* WHAT TO PRODUCE *
Below is a listing; reproduce exactly its lines from the one containing "of the beige" to its last line, both ends kept, and no other lines.

* DATA SECTION *

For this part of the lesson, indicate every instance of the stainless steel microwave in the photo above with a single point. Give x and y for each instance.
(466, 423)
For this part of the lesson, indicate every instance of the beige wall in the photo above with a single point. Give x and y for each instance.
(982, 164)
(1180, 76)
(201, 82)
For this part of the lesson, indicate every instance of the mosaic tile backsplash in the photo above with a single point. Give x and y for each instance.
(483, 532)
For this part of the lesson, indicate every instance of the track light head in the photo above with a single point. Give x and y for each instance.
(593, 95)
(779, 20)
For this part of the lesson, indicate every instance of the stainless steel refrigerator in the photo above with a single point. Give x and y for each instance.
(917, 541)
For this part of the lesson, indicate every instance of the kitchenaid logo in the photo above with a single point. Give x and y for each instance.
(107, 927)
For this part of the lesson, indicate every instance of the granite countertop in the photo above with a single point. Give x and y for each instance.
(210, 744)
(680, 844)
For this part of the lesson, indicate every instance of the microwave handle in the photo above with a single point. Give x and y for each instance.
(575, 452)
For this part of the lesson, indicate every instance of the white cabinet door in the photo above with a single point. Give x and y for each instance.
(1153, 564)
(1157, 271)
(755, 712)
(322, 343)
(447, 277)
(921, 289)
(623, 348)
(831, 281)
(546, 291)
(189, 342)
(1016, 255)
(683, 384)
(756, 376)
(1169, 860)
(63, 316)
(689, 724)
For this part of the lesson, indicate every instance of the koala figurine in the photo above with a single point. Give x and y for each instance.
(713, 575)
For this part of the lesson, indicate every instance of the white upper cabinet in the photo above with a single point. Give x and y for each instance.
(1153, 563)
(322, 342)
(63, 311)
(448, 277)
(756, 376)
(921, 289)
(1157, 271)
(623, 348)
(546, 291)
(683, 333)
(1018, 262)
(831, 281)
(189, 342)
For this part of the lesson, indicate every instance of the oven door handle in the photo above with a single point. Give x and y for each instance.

* RESULT *
For this part of the lesson, indicate every instance of the beige wall in the photo above with a single point. Give x and y for each instance.
(982, 164)
(1180, 76)
(201, 82)
For this part of the lesson, indicate every instance of the mosaic tile backsplash in the photo above with a single point. Give x and y for each instance.
(483, 532)
For this part of the lesson, indicate every instance of the track light head in the photo above with a single point. Give x and y for each instance.
(593, 95)
(779, 20)
For this part of the lesson, indicate every instance of the stainless steel refrigerator in the photo above with a single point. Give x and y for each instance.
(917, 541)
For this part of the lesson, indicate every instance of the kitchenaid logo in the photo above with a single point. Give x and y for each instance.
(107, 927)
For this part of the lesson, indicate every instance of the granite countertop in the photo above with a single point. Give x and y for each instance.
(210, 744)
(680, 844)
For this part of the lesson, indicate every instance of the microwave handle in the photo above with a single point. Give x and y for each instance.
(575, 452)
For this part of the lesson, indicate every instance of the white cabinet door in the photo above with a single point. Give x and y for each instance.
(1153, 564)
(1157, 271)
(755, 712)
(322, 343)
(447, 277)
(921, 289)
(623, 348)
(831, 281)
(546, 291)
(189, 342)
(1016, 255)
(683, 384)
(756, 376)
(1169, 860)
(63, 316)
(689, 724)
For this part of the lesson, indicate every instance of the koala figurine in the photo above with a single point. Give x and y for each instance.
(713, 575)
For this part of the lesson, indicate every instance of the white upper cabinet in the photo above with a single point. Give x and y for each instance.
(1153, 563)
(322, 342)
(63, 311)
(448, 277)
(756, 376)
(921, 289)
(1157, 271)
(623, 348)
(546, 291)
(683, 333)
(1018, 262)
(831, 281)
(189, 342)
For this part of the lesson, indicate every instance of the oven door handle in the photo above with a single point. Give x and y for each instance.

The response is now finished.